**Given data:**
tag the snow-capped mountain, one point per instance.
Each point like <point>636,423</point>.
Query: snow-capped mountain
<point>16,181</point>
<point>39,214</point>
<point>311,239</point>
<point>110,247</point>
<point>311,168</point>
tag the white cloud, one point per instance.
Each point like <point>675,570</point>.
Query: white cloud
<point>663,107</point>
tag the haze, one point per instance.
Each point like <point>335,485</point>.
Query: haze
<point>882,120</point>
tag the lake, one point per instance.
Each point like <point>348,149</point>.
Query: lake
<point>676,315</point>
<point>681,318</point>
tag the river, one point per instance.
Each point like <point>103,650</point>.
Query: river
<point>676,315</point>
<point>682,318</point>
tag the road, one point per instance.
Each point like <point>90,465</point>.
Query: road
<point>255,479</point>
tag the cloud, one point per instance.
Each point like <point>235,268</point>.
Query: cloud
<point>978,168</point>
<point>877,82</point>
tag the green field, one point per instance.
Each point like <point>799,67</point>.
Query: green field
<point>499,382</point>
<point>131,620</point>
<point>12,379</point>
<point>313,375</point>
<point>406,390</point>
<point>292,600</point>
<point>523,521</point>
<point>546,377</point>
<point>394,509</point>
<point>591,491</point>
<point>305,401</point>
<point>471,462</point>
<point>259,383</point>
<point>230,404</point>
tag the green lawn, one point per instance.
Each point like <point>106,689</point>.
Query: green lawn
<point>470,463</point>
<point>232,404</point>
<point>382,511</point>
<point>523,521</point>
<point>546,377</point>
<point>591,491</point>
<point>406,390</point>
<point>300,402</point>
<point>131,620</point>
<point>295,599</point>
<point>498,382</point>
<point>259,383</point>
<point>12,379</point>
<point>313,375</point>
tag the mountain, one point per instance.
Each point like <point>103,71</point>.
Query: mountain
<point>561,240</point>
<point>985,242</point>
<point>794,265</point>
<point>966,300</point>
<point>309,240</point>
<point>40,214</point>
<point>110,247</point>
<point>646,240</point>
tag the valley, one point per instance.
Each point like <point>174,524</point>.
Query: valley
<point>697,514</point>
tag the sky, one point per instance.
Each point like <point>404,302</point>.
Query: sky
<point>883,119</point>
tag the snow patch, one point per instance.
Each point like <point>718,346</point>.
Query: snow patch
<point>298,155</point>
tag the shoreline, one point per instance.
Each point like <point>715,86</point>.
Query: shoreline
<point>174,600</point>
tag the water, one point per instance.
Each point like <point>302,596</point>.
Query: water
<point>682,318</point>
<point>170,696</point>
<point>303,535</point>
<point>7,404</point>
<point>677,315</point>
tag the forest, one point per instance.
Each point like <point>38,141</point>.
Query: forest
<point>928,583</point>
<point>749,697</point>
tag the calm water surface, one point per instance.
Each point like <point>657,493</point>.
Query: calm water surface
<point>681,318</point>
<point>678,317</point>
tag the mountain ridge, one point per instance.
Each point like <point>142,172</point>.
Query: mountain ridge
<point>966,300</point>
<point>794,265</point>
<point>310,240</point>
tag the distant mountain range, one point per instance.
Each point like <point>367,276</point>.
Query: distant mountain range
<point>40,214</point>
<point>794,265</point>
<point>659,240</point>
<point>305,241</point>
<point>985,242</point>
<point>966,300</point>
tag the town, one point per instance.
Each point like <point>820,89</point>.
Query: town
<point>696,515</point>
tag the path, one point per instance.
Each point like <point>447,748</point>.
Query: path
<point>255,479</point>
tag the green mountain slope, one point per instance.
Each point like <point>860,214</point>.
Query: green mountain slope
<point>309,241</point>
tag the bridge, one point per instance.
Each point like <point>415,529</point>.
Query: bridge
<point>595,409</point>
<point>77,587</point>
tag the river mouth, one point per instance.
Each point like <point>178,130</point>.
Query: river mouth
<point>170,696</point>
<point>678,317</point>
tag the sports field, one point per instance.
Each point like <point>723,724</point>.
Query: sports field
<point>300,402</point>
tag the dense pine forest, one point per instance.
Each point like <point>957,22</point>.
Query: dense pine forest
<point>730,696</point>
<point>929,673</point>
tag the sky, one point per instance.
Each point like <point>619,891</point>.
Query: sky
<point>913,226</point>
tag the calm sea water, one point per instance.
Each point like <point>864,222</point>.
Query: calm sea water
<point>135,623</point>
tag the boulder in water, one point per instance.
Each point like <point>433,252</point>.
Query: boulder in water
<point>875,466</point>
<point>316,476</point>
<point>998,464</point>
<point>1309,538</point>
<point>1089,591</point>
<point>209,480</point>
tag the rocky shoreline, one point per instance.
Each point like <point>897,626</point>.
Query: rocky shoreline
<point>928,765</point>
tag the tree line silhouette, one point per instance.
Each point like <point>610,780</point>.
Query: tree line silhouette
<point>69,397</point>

**What the task asks:** Would you copy exactly the lines from the one that contains "tag the sports field, one point per instance." through the final line of the records above, including both?

**Result below:**
tag the sports field, one point per instance.
Each point like <point>723,724</point>.
Query: sports field
<point>300,402</point>
tag the dense pine forest, one point per instance.
Each point like <point>957,22</point>.
Query: dense pine forest
<point>730,696</point>
<point>929,673</point>
tag the sky, one point per instance.
Each point like <point>619,891</point>.
Query: sky
<point>913,226</point>
tag the calm sea water, one point per instance.
Each point like <point>864,222</point>.
Query: calm sea water
<point>135,623</point>
tag the boulder in water, one point per instance.
Each point like <point>433,252</point>.
Query: boulder in water
<point>875,466</point>
<point>316,476</point>
<point>998,464</point>
<point>1309,538</point>
<point>1089,591</point>
<point>209,480</point>
tag the rocky shoreline, one point per instance.
Each point like <point>897,626</point>.
Query: rocky shoreline
<point>928,765</point>
tag the tree line silhouette, one point per instance.
Each point like <point>610,780</point>.
Query: tree line silhouette
<point>69,397</point>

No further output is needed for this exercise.